• Фрагмент текста:
-------

Эти йети на диете
Кстати, а почему собственно вор? Я обычно приветствую отсутствие морфем, указывающих на род, но тут и правильный женский вариант хорошо звучит.
Отступление. В своих мыслях по поводу прочитанного я опускаю те вещи, которые кажутся мне очевидными. Хотя их и интересно перечитать заново, но если и по форме, и по содержанию они накладываются на все мои предыдущие рассуждения, не вылезая за их мысленный шаблон ни на дюйм, то про них я не пишу. Зачем писать, например, про то, что убийства мирного населения - это плохо? Что в самые худшие годы люди ищут и находят поводы для маленьких радостей? Что за внешней оболочкой может скрываться кто угодно? Я уверена, все и так это знают и принимают. Поэтому книги обычно содержательнее, чем можно вывести из моих описаний)
Буквы, буквыПро то, как написано. Что запомнилось больше всего - о-очень оригинальные метафоры, очень. Читать приходится внимательно, чтобы их прочувствовать, клишированные или даже общепринятые словоупотребления встречаются нечасто, каждой мысли автор подбирает свежее образное описание, иногда радующее точной передачей эмоций, а иногда вызывающее недоумение. Это похоже было на чтение на транслите, сначала понимаешь с трудом, но скоро мозг адаптируется и принимает такую письменную систему, и все идет уже гладко. Традиционный вопрос - это в оригинале так, или все же переводчик постарался, превратив просто необычные фразы в сверхэкстравагантные?

-------

• Записи из источника данных:
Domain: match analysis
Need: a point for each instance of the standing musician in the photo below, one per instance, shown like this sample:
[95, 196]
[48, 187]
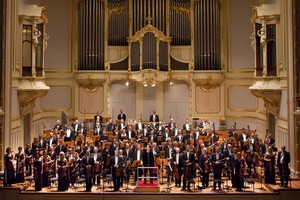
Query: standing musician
[122, 115]
[9, 174]
[97, 166]
[87, 163]
[205, 167]
[148, 161]
[20, 157]
[28, 160]
[283, 161]
[116, 162]
[239, 170]
[217, 166]
[63, 179]
[269, 164]
[177, 167]
[46, 168]
[37, 169]
[188, 159]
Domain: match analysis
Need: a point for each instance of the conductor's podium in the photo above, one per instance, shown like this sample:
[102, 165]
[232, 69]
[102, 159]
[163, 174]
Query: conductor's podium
[148, 186]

-------

• Обязательное задание 1:
Что в тексте названо самым запоминающимся в том, как написана книга?
• Обязательное задание 2:
Перепечатайте фрагмент текста: начните с места, где стоят слова «Буквы, буквыПро то, как», и остановитесь после слов «фразы в сверхэкстравагантные?».
Записи никак не связаны с текстом.

• Письменный ответ 1:
Очень оригинальные метафоры.

• Письменный ответ 2:
Буквы, буквыПро то, как написано. Что запомнилось больше всего - о-очень оригинальные метафоры, очень. Читать приходится внимательно, чтобы их прочувствовать, клишированные или даже общепринятые словоупотребления встречаются нечасто, каждой мысли автор подбирает свежее образное описание, иногда радующее точной передачей эмоций, а иногда вызывающее недоумение. Это похоже было на чтение на транслите, сначала понимаешь с трудом, но скоро мозг адаптируется и принимает такую письменную систему, и все идет уже гладко. Традиционный вопрос - это в оригинале так, или все же переводчик постарался, превратив просто необычные фразы в сверхэкстравагантные?